- **EXERCISE DETAILS**: The response must consist of all the entries, duplicated without alteration.

PROVIDED RECORDS below:

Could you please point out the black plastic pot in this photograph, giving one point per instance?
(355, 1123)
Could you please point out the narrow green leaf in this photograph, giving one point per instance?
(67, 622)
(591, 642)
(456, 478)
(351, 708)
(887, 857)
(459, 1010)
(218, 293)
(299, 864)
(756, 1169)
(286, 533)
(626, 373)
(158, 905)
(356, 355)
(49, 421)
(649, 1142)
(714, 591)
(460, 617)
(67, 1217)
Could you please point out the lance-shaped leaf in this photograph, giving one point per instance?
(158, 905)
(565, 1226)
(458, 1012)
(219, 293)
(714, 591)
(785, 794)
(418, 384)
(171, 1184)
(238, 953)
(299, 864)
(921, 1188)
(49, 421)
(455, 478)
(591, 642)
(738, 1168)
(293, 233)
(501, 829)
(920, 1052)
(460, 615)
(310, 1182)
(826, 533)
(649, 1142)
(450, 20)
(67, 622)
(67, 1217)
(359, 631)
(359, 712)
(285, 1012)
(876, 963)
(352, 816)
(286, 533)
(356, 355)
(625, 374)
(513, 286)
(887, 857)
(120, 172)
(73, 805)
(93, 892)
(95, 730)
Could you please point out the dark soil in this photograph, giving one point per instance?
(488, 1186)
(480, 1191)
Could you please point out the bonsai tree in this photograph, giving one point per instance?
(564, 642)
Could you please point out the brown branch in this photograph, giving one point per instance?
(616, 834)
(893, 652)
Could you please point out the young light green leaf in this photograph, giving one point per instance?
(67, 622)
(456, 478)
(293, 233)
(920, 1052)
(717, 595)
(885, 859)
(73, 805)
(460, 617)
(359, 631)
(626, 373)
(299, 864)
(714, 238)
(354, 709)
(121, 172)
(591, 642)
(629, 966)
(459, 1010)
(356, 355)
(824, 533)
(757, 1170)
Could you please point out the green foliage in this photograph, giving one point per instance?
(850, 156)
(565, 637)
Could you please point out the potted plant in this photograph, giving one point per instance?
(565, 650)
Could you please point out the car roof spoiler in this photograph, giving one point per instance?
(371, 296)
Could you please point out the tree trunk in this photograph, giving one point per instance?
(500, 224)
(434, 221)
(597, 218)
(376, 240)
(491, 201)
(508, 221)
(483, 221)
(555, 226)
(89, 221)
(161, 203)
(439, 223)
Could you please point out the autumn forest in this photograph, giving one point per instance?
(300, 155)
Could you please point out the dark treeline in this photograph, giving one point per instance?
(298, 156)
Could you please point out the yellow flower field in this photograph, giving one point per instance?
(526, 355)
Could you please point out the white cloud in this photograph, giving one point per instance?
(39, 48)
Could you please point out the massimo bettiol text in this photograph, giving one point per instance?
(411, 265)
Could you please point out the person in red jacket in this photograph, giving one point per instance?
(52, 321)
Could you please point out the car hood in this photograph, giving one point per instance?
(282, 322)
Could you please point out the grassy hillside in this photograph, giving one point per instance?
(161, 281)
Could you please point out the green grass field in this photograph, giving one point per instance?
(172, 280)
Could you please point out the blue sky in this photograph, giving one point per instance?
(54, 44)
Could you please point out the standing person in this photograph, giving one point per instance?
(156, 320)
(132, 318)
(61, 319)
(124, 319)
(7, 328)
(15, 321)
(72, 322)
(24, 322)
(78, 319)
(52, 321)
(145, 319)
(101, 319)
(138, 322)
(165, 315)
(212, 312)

End of PROVIDED RECORDS.

- **YOUR RESPONSE**:
Could you please point out the black plastic pot in this photograph, giving one point per instance?
(355, 1123)
Could you please point out the narrow green leaf in this photograph, giving one point per instance?
(67, 622)
(591, 642)
(456, 478)
(351, 708)
(887, 857)
(459, 1010)
(218, 293)
(299, 864)
(756, 1169)
(286, 533)
(626, 373)
(158, 905)
(356, 355)
(49, 421)
(649, 1142)
(714, 591)
(460, 617)
(67, 1217)
Could you please point out the lance-shaped leaf in this photograph, giving one point per instance?
(158, 905)
(565, 1226)
(458, 1012)
(219, 293)
(714, 591)
(785, 794)
(418, 384)
(171, 1184)
(238, 953)
(299, 864)
(921, 1188)
(49, 421)
(455, 478)
(591, 642)
(738, 1168)
(293, 233)
(501, 829)
(920, 1052)
(460, 615)
(310, 1182)
(826, 533)
(649, 1142)
(450, 20)
(67, 622)
(67, 1217)
(359, 631)
(359, 712)
(285, 1012)
(876, 963)
(352, 816)
(286, 533)
(356, 355)
(625, 374)
(513, 286)
(887, 857)
(120, 172)
(73, 805)
(93, 892)
(95, 730)
Could you please point out the dark soil in this photograph, giving one point per instance?
(488, 1186)
(480, 1191)
Could you please point out the bonsai tree in this photograph, giving one point per instance?
(564, 642)
Could you please point out the brown branch in this photograph, giving one point per instance?
(616, 834)
(893, 652)
Could you please point out the young light green leaf in this photograph, giving one point per instance?
(67, 622)
(456, 478)
(293, 233)
(920, 1052)
(717, 595)
(885, 859)
(73, 805)
(460, 617)
(359, 631)
(626, 373)
(299, 864)
(714, 238)
(354, 709)
(121, 172)
(591, 642)
(629, 966)
(459, 1010)
(356, 355)
(824, 533)
(757, 1170)
Could you please point out the green foliage in this photograph, giving one point per instance?
(850, 156)
(565, 637)
Could you please point out the potted plant in this photograph, giving one point per instance?
(565, 650)
Could you please point out the car roof spoiler in this photograph, giving one point per instance?
(371, 296)
Could you please point out the tree trunk in this photograph, giving one point per instance?
(500, 224)
(434, 221)
(597, 218)
(376, 240)
(491, 201)
(508, 221)
(483, 221)
(555, 226)
(89, 221)
(161, 203)
(439, 223)
Could you please point out the autumn forest in this photograph, giving one point per instance?
(300, 155)
Could you please point out the dark treeline in this photograph, giving one point per instance?
(298, 156)
Could you please point out the yellow flower field in this photograph, giving one point per instance?
(526, 355)
Could you please point out the white cloud in this photograph, giving one point per instance?
(39, 48)
Could you please point out the massimo bettiol text in this photograph, giving one point per instance?
(411, 265)
Could you please point out the person in red jacket in this photograph, giving one point per instance?
(52, 321)
Could you please point out the car hood in this photograph, giving one point per instance?
(282, 322)
Could you please point out the grassy hillside in this photograph, giving one point per instance?
(161, 281)
Could you please point out the green grass field in this photograph, giving one point per instance?
(172, 280)
Could you please point out the blue sky in this photograph, giving one point per instance?
(54, 44)
Could you please point out the standing person in this photograph, giving one point per instance?
(156, 320)
(132, 318)
(61, 319)
(124, 319)
(7, 328)
(15, 321)
(72, 322)
(24, 322)
(78, 319)
(52, 321)
(145, 319)
(101, 319)
(138, 322)
(165, 315)
(212, 312)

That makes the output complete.